**Problems to work on**
**A)** In the post about the game-education panel debate, in what year was the new B.A. in Humanities 2.0 launched?
**B)** Write the next part of the post about the game-education panel debate, starting after its final sentence.

(Written at nearly 4 a.m., when the mind is less attentive to details.
Please forgive the typos or other errors which I'm sure I've made.)
At “Mastering the Game” in Warsaw, I promised to write an English summary of my position from the Polish-speaking panel debate. Its topic: “How should higher education in Poland be modified to address the needs of the game industry?” It was moderated by Maciej Miąsik, a game dev veteran, board member at Indie Games Poland Foundation, and also lecturer at Warsaw Film School and Polish-Japanese Academy of Information Technology. Speakers included Maciej Szcześnik, another game dev vet and Game Design lecturer at Warsaw Film School; Krzysztof Kalinowski, Graphic Art lecturer at Polish-Japanese Academy of Information Technology; Daniel Sadowski, CEO at Nitreal Games and Game Development specialisation program director & lecturer at Polish-Japanese Academy of Information Technology; Remigiusz Kopoczek, COB at ARP Games and Assistant Professor at University of Silesia; and myself as Assistant Professor and founder of Gamedec: Game Studies & Design at Kazimierz Wielki University.
I came from Mastering the Game directly to Huuuge Game Jam, where I am sitting right now. The jammers are jamming, gamedec volunteer staff are on their watch, and I have nothing else to do but stay here for 24 hrs as the token staff member on the org team. So why not spend a part of this night on delivering what I promised? Let’s go through my thoughts on questions asked by the moderator.
How do you assess the state of games-ed in Poland?
I don’t. Mine is a humanities-based approach: a small niche among game-focused degree programmes. We know of only three such degrees in Poland, which should be discussed on case-by-case basis. Generalisations about the state of games-ed can be made about the IT and Art sector (programming, animation, digital art), which is not my area of expertise. I’d rather leave this question for people from the industry.
What are you involved in or what is currently happening in your region?
As an addition to my full-time job as Assistant Professor in English Studies, I created a Game Studies & Design specialisation path for the new B.A. in Humanities 2.0 launched in 2013. Our programme was oriented at hands-on practice, teamwork and skill-building, and got positive evaluations from game dev specialists. We have closely collaborated with digital and non-digital game companies all the way: internships, guest lectures, participation in industry events, game dev professionals hired as instructors, industry feedback and mentoring, you name it. We have won two NCBiR grants to fund paid traineeships. So far, two student cohorts have gone through the three-year cycle, and 56,8% of them have found full-time employment in the industry before graduation.

**Data extract**
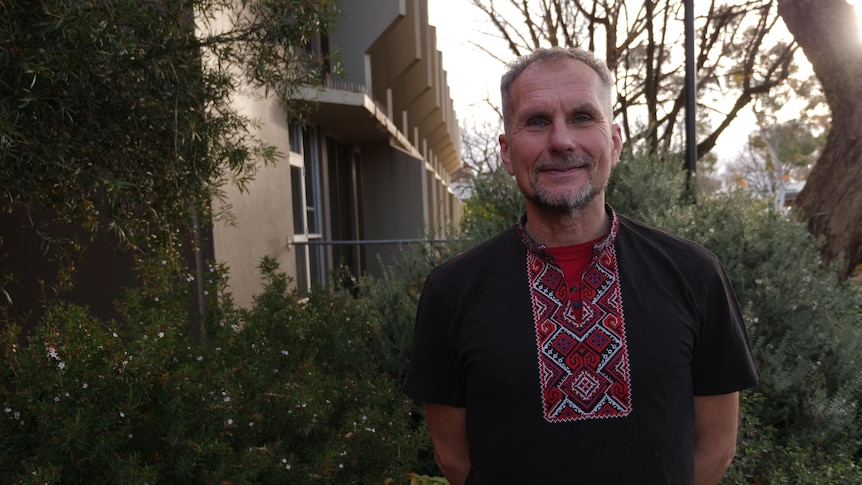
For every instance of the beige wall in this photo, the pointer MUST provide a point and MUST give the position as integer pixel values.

**Answers**
**A)** 2013

**B)**
We have prepared three new curricula: Gamedec.UKW as a fully independent degree (no longer a specialisation path) plus two international post-grad programmes combining English Studies with Game Design. Sadly, their implementation is stalled by the uncertainty of new regulations on degree programmes, and by the general uncertainty of the fate of the whole reform of higher-ed developed by the Ministry. It’s not a good time for long-term investment when you don’t know what rules for funding, employment, career paths, authorisation etc. will be in force two years from now. However, we can - and will - use the “gap year” to maximise the quality of our curricular designs in collaboration with other games-ed edu-institutions and game dev companies. More info about this project will come soon.
What is missing from the currently available education? What should be introduced?
There is one good practice from abroad I’d love to have introduced here: certification by the industry. In the UK, if you have an edu-programme (any level: university or school) that trains practical skills for work in the creative industries, you can get an official certification (“Tick”) from Creative Skillset. The “Tick” is a quality stamp which tells prospective students and employers that experienced industry professionals have examined this programme and found it good. Beside certification, the Creative Skillset company does similar stuff to our Indie Games Poland Foundation: market research, support for small and developing studios, collaboration with edu-institutions etc. There is no doubt in my mind that IGP F could easily add such certification to their list of activities. I’m going to talk to them about it.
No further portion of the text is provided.